▶ **DIRECTIONS**
[A] Name every Ruby keyword used in the code samples of the discussion about Ruby and Chef conditionals. Give each keyword once.
[B] Continue the discussion of Ruby and Chef conditionals, picking up right after its final sentence.

═══ PASSAGE TO READ

I would like to check for the value of a node attribute. This case statement is what I have so far, and it works:
case node[:languages][:ruby][:host_cpu]
when "x86_64"
...
when "i686"
...
end
What I would like to do is use an if statement instead. This is what I tried:
if node[:languages][:ruby][:host_cpu]?("X86_64")
...
end
This is based on the following, Which worked.
if platform?("ubuntu")
...
end
However, my try didn't work. it gave a syntax error on the if line saying that there was an unexpected \n and $end was expected.
I found that there are two kinds of ways of performing an if. The first being the one I demonstrated above, which (apparently) only works with resources, and if_only, which works with nodes. like so
if_only {node[:languages]}
which seems to work only for checking the presence of nodes, and within a do context.
How do I check the value of a node using an if statement? One method does check values, but only of resources, the other checks nodes, but only for their presence, and not their values.
You are mixing up way to many different variants for conditionals, most of which are part of Chef, not Ruby. Let me try to describe the different options one by one.
Generally, a case is roughly comparable to a series of if and elsif statements. Your case above
case node[:languages][:ruby][:host_cpu]
when "x86_64"
...
when "i686"
...
end
is thus roughly equivalent to
if node[:languages][:ruby][:host_cpu] == "x86_64"
...
elsif node[:languages][:ruby][:host_cpu] == "i686"
...
end
As a side remark, case actually uses the === operator which is often not commutative but more powerful. For simple comparisons it works the same as == though. Both these variants are part of the Ruby language, in which you write your cookbooks.
The other options you mentioned are actually part of the API which Chef defined on top of Ruby. This is often called the Chef DSL (which stands for Domain Specific Language, i.e. an extension or adaption of a language, in this case Ruby for a specific usage domain, in this case configuration management.)
The platform? method is a method defined by Chef that checks whether the curent platform is one of the passed values. You can read more about that (and similar methods, e.g. the now recommended platform_family? method at the Chef docs for recipes in general and some often used ruby idioms.
As a side-remark: you might be surprised by the fact that Ruby allows the ? and ! characters to appear at the end of method names, which makes Ruby rather unique among similar languages in this regard. These characters are simply part of the method name and have no special meaning to the language. They are only used by convention to programmers to better identify the purpose of a method. If a method has a ? at the end, it is to be used to check some condition and is expected to return either a truthy or falsy value. Methods with a ! at the end often perform some potentially dangerous operation, e.g. change object in place, delete stuff, ... Again, this is only a convention and is not interpreted by the language.

══════
═══ INFORMATION SHOWN

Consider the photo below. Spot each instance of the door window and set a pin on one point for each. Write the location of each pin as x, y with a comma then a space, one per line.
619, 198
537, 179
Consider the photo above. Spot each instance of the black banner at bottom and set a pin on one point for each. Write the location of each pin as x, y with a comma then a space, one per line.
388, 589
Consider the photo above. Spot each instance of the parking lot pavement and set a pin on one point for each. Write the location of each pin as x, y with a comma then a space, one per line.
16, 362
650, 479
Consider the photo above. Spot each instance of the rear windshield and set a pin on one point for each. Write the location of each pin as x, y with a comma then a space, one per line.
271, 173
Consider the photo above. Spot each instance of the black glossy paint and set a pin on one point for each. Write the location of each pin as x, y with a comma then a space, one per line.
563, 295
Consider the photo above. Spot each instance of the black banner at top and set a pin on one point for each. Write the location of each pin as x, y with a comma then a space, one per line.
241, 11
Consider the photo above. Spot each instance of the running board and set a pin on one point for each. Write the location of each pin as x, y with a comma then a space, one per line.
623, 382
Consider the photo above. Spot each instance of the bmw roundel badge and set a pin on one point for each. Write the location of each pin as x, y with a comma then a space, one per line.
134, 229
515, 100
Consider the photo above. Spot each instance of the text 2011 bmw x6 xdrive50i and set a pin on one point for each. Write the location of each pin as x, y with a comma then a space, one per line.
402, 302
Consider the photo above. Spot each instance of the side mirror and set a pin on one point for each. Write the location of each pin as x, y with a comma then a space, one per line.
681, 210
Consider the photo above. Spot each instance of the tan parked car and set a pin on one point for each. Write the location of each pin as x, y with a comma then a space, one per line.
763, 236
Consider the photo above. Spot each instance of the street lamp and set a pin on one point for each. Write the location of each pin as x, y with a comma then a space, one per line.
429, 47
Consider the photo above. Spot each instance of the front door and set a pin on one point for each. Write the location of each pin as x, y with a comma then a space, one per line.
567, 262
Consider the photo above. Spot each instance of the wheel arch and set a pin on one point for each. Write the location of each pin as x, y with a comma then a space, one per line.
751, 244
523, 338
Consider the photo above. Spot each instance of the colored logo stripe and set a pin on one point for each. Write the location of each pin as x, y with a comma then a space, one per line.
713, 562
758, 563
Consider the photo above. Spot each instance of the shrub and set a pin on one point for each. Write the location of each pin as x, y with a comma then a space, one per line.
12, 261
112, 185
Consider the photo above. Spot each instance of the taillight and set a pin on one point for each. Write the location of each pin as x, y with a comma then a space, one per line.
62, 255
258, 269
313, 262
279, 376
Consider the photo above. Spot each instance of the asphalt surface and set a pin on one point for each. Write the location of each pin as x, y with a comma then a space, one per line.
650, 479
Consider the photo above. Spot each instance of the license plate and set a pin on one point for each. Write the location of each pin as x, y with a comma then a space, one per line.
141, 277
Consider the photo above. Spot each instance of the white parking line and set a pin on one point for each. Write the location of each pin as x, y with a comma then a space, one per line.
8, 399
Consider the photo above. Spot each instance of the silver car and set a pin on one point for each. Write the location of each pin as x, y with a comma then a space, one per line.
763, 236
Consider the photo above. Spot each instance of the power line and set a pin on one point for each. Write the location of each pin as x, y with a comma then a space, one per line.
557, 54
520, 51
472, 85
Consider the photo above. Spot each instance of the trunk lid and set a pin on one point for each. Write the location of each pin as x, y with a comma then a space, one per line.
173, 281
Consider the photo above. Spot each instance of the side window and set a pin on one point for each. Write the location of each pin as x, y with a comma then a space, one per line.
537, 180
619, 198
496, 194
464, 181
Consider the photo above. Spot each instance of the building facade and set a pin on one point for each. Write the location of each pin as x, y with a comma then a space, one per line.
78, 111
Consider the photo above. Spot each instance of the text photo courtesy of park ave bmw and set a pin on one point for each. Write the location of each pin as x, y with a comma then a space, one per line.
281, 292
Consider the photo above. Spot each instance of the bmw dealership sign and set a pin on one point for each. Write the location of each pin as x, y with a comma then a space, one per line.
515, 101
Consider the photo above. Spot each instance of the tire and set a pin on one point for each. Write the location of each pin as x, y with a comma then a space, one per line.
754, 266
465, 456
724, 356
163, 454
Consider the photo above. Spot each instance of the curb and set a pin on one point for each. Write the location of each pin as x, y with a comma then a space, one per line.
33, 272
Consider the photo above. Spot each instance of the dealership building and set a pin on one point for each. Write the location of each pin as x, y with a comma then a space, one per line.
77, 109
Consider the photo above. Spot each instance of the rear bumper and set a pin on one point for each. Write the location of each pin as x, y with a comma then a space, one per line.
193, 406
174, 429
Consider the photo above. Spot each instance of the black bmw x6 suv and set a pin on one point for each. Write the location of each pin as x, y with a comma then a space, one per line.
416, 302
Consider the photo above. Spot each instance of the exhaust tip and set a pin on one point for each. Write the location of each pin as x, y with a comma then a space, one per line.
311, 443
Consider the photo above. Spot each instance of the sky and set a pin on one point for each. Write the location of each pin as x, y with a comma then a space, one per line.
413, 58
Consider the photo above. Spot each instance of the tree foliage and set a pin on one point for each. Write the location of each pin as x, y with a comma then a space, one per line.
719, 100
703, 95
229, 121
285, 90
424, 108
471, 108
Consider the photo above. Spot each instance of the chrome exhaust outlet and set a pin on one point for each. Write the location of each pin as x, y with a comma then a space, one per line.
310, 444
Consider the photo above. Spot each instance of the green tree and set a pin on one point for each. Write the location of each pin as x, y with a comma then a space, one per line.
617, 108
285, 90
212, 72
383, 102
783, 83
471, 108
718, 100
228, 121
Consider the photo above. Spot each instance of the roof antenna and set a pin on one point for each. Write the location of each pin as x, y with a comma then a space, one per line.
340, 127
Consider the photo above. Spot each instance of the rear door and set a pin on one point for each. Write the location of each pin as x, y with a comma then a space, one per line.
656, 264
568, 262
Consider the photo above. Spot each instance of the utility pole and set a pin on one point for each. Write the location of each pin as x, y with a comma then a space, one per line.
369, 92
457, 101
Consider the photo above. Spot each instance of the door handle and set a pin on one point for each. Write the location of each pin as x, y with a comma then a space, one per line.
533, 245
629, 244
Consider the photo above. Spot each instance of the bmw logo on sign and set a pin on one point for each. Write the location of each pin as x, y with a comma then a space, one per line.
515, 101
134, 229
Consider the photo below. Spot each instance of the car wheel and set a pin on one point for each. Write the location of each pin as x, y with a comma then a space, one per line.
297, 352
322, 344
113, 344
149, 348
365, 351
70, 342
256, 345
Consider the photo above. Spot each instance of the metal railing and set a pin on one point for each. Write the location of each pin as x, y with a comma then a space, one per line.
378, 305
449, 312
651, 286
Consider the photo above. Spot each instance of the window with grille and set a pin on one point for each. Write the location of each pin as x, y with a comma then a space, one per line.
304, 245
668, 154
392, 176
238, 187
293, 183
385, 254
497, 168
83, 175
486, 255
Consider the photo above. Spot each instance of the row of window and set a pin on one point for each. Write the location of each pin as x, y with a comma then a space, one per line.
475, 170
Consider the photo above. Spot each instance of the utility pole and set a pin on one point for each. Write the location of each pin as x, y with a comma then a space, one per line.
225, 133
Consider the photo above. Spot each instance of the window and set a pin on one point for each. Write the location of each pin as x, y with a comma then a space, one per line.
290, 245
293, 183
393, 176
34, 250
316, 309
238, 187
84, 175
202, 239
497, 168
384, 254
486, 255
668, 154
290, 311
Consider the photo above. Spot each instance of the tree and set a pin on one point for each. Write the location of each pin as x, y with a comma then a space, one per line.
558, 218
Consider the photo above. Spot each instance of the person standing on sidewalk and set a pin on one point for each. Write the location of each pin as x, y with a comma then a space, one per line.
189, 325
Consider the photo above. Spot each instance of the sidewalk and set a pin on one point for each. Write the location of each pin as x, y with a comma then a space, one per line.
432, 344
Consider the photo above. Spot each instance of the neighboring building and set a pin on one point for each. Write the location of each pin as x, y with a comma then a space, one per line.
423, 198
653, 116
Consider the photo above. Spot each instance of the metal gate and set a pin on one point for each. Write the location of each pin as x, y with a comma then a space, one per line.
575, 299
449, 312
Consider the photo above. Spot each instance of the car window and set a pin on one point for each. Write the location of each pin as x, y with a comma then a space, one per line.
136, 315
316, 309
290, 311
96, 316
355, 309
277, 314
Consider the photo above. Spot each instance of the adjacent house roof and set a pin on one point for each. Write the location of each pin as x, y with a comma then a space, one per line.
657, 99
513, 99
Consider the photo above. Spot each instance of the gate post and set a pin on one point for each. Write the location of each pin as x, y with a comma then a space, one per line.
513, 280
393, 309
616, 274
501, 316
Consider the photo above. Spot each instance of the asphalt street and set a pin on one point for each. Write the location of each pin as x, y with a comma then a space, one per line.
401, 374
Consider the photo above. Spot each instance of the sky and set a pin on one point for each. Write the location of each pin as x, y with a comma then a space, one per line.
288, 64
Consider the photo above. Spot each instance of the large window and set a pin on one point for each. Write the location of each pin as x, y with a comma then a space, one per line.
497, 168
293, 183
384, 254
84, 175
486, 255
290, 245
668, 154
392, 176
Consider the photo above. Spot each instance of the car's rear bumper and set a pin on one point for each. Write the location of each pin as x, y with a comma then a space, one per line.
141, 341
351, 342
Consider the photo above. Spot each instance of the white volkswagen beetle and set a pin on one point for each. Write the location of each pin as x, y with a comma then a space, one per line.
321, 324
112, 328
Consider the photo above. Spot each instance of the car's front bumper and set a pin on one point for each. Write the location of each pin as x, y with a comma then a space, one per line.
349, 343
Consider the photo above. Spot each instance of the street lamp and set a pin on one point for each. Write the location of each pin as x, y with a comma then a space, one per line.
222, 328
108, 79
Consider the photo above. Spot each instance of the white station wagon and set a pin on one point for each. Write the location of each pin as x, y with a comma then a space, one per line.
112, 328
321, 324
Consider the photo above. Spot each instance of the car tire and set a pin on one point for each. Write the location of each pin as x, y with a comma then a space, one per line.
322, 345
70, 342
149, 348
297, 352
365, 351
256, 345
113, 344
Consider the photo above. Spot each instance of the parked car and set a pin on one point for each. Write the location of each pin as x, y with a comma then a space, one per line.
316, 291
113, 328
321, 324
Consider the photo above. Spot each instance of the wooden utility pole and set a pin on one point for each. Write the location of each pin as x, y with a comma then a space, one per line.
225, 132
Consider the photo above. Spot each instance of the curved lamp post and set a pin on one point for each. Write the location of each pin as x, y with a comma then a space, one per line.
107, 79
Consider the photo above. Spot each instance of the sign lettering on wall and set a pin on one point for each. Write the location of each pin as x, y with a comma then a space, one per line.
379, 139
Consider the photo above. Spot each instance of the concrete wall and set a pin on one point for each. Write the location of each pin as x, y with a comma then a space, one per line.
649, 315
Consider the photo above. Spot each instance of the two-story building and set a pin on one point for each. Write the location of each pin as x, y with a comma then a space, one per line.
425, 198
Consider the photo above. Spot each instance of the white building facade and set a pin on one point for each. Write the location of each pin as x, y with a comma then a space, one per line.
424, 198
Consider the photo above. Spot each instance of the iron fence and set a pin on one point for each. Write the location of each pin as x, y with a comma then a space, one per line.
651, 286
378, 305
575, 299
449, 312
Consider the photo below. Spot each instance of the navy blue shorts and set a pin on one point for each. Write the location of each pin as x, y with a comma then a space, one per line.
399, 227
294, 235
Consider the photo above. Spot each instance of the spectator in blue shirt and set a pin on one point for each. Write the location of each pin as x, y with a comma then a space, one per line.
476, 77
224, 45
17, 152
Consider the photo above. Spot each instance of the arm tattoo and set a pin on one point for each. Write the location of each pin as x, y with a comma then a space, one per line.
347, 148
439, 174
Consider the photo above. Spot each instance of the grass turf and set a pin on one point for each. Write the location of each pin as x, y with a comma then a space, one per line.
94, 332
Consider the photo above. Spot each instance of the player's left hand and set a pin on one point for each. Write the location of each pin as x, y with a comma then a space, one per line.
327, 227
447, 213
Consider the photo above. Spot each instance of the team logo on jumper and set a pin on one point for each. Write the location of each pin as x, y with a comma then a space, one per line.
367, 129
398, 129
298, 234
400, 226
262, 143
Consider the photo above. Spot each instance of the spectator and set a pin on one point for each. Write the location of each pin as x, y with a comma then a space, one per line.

══════

▶ **ANSWERS TO THE EXERCISES**
[A] case, when, if, elsif, end

[B]
The last option you mentioned, the only_if and by extension not_if are used to define conditionals on Chef resources to make sure they are only executed when a certain condition is true (or when using not_if, if it is false). As these attributes are used on Chef resources only, they are naturally also defined by Chef.
To understand why they are useful it is necessary to understand how a Chef run works. The details can be found at the description of the Anatomy of a Chef Run. What is important there is, that you basically have two execution phases: Resource Compilation and Convergence. In the first step, the actual code to define the resources is executed. Here, also the code in your case statement would be run. After all the recipes have been loaded and all the resources have been defined, Chef enters the second phase, the Convergence phase. There, the actual implementation of the resources which performs the changes (create files and directories, in stall packages, ...) is run. Only in this phase, the only_if and not_if conditions are checked.
In fact, you can observe the difference between
file "/tmp/helloworld"
action :create
content "hello world"
end
if File.exist?("/tmp/helloworld")
file "/tmp/foobar"
action :create
content "foobar"
end
end
and
file "/tmp/helloworld"
action :create
content "hello world"
end
file "/tmp/foobar"
action :create
content "foobar"
only_if{ File.exist?("/tmp/helloworld") }
end
In the first variant, the condition whether /tmp/foobar exists is checked during resource compilation. At this time, the code to actually create the /tmp/helloworld file has not been run, as it does that only in the Conversion step. Thus, during your first run, the /tmp/foobar file would not be created.
In the second variant however, the check is done with only_if which is evaluated during conversion. Here you will notice that both files get created in the first run.
If you want to read a bit more on how the definition of the conditionals works in terms of Ruby (and you definitely should), you can read about Ruby Blocks which are more or less pieces of code that can be passed around for later execution.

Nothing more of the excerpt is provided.